• _DIRECTIVE_
Reproduce the full CLI documentation word for word, from its heading to its final sentence.

• _TEXT PROVIDED_
CLI
The module etl_lib.cli.run_tools defines functions to query details of past ETL runs. It utilizes the click package to define a click.group() named cli, which can be easily integrated into a command-line utility.
See the GTFS example for guidance on building a command-line tool.
from etl_lib.cli.run_tools import cli
@cli.command("<your own command>")
@click.argument(<your own arguments>)
@click.pass_context
def main(ctx, input_directory):
pass
if __name__ == '__main__':
cli()
Commands
The cli group provides the following commands:
$ python <your-cli>.py --help
Usage: <your-cli>.py [OPTIONS] COMMAND [ARGS]...
Environment variables can be configured via a .env file or overridden via
CLI options:
- NEO4J_URI: Neo4j database URI
- NEO4J_USERNAME: Neo4j username
- NEO4J_PASSWORD: Neo4j password
- LOG_FILE: Path to the log file
- DATABASE_NAME: Neo4j database name (default: neo4j)
Options:
--neo4j-uri TEXT Neo4j database URI
--neo4j-user TEXT Neo4j username
--neo4j-password TEXT Neo4j password
--log-file TEXT Path to the log file
--database-name TEXT Neo4j database name (default: neo4j)
--help Show this message and exit.
Commands:
delete Delete runs based on run ID, date, or age.
detail Show a breakdown of the task for the specified run, including...
query Retrieve the list of the last x ETL runs from the database and...
Query
$ python <your-cli>.py query --help
Usage: <your-cli>.py query [OPTIONS]
Retrieve the list of the last x ETL runs from the database and display them.

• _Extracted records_
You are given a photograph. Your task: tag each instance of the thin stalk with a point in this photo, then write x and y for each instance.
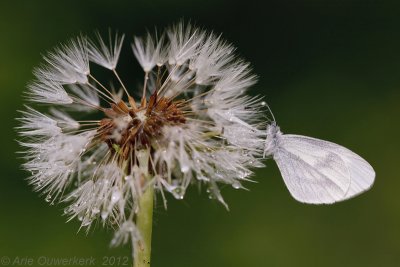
(144, 223)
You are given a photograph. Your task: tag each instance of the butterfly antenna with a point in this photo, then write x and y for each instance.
(270, 111)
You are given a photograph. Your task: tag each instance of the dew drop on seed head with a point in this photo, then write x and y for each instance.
(178, 192)
(236, 185)
(48, 198)
(104, 215)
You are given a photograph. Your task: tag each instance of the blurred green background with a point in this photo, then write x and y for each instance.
(329, 69)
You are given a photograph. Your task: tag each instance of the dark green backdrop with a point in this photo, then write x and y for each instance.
(329, 69)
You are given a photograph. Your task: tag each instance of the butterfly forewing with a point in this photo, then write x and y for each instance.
(312, 169)
(317, 171)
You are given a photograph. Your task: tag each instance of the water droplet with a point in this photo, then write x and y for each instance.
(104, 215)
(236, 185)
(178, 192)
(48, 198)
(95, 210)
(86, 222)
(115, 196)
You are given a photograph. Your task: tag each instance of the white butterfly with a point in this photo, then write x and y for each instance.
(317, 171)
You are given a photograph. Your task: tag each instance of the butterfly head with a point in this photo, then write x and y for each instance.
(273, 138)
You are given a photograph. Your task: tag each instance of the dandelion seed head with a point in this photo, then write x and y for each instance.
(192, 123)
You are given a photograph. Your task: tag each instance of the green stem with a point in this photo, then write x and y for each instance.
(144, 223)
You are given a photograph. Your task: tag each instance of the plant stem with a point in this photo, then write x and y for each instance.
(144, 223)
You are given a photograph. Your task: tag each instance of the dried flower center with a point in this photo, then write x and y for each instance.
(128, 128)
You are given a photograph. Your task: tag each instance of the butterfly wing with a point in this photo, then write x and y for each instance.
(320, 172)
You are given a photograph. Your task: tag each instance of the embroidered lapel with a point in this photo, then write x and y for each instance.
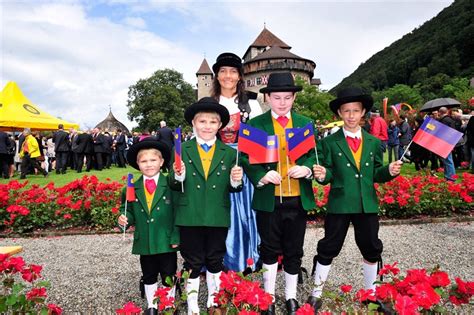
(342, 144)
(193, 155)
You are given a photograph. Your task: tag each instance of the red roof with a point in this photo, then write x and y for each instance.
(204, 68)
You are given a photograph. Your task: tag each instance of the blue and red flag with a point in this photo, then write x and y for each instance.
(437, 137)
(177, 148)
(299, 141)
(130, 193)
(252, 141)
(271, 152)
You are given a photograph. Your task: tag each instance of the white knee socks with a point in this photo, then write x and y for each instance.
(213, 283)
(291, 282)
(193, 286)
(320, 277)
(370, 275)
(150, 290)
(269, 278)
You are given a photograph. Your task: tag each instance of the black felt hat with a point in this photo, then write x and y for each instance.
(148, 143)
(227, 60)
(207, 104)
(281, 82)
(349, 95)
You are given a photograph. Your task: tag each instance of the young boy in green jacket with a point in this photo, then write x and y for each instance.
(156, 237)
(207, 174)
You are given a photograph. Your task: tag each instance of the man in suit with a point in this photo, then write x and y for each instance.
(85, 147)
(166, 135)
(120, 143)
(99, 148)
(61, 148)
(283, 191)
(4, 148)
(351, 162)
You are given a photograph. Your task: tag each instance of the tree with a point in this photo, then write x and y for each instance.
(163, 96)
(399, 93)
(313, 103)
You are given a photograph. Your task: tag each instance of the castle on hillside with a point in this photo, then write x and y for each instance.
(265, 55)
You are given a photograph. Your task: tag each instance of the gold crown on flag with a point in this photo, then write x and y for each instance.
(430, 127)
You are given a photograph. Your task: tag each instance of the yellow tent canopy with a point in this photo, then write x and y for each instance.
(18, 112)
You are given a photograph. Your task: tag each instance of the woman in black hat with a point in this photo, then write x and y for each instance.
(228, 90)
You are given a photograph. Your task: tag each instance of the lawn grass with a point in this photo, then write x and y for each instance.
(59, 180)
(116, 174)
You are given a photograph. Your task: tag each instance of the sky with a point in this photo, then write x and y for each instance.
(76, 59)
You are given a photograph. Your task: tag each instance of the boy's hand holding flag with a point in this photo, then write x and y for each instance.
(299, 141)
(437, 137)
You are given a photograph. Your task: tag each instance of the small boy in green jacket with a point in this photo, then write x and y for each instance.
(156, 237)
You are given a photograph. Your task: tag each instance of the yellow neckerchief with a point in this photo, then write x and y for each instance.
(292, 188)
(149, 197)
(358, 154)
(206, 158)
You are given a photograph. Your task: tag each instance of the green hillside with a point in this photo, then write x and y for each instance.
(439, 50)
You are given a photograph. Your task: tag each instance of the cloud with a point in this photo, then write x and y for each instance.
(75, 66)
(75, 58)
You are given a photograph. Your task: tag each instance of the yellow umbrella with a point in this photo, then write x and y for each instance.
(18, 112)
(333, 124)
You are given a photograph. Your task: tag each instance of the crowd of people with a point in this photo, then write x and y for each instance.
(37, 152)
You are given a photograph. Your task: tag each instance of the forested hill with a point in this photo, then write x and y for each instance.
(443, 46)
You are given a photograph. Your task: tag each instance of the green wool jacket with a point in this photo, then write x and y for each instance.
(204, 202)
(264, 197)
(155, 231)
(352, 191)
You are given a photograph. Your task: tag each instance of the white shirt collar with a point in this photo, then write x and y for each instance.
(155, 178)
(209, 143)
(288, 115)
(357, 134)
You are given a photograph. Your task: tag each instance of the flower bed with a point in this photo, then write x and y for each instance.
(21, 290)
(83, 202)
(88, 203)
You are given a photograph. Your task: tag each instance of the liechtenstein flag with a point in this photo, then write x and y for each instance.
(299, 141)
(130, 193)
(437, 137)
(271, 152)
(177, 148)
(252, 141)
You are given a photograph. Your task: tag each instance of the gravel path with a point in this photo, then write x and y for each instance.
(95, 274)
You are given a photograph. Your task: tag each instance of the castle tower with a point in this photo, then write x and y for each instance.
(204, 80)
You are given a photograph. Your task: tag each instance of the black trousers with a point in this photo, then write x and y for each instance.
(61, 161)
(163, 264)
(282, 232)
(203, 246)
(366, 229)
(28, 161)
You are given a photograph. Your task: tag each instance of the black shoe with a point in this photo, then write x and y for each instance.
(270, 311)
(316, 303)
(151, 311)
(292, 306)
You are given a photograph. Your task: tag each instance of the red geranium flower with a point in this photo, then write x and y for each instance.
(54, 309)
(346, 288)
(306, 309)
(404, 305)
(129, 309)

• _RESULT OF THE EXERCISE_
CLI
The module etl_lib.cli.run_tools defines functions to query details of past ETL runs. It utilizes the click package to define a click.group() named cli, which can be easily integrated into a command-line utility.
See the GTFS example for guidance on building a command-line tool.
from etl_lib.cli.run_tools import cli
@cli.command("<your own command>")
@click.argument(<your own arguments>)
@click.pass_context
def main(ctx, input_directory):
pass
if __name__ == '__main__':
cli()
Commands
The cli group provides the following commands:
$ python <your-cli>.py --help
Usage: <your-cli>.py [OPTIONS] COMMAND [ARGS]...
Environment variables can be configured via a .env file or overridden via
CLI options:
- NEO4J_URI: Neo4j database URI
- NEO4J_USERNAME: Neo4j username
- NEO4J_PASSWORD: Neo4j password
- LOG_FILE: Path to the log file
- DATABASE_NAME: Neo4j database name (default: neo4j)
Options:
--neo4j-uri TEXT Neo4j database URI
--neo4j-user TEXT Neo4j username
--neo4j-password TEXT Neo4j password
--log-file TEXT Path to the log file
--database-name TEXT Neo4j database name (default: neo4j)
--help Show this message and exit.
Commands:
delete Delete runs based on run ID, date, or age.
detail Show a breakdown of the task for the specified run, including...
query Retrieve the list of the last x ETL runs from the database and...
Query
$ python <your-cli>.py query --help
Usage: <your-cli>.py query [OPTIONS]
Retrieve the list of the last x ETL runs from the database and display them.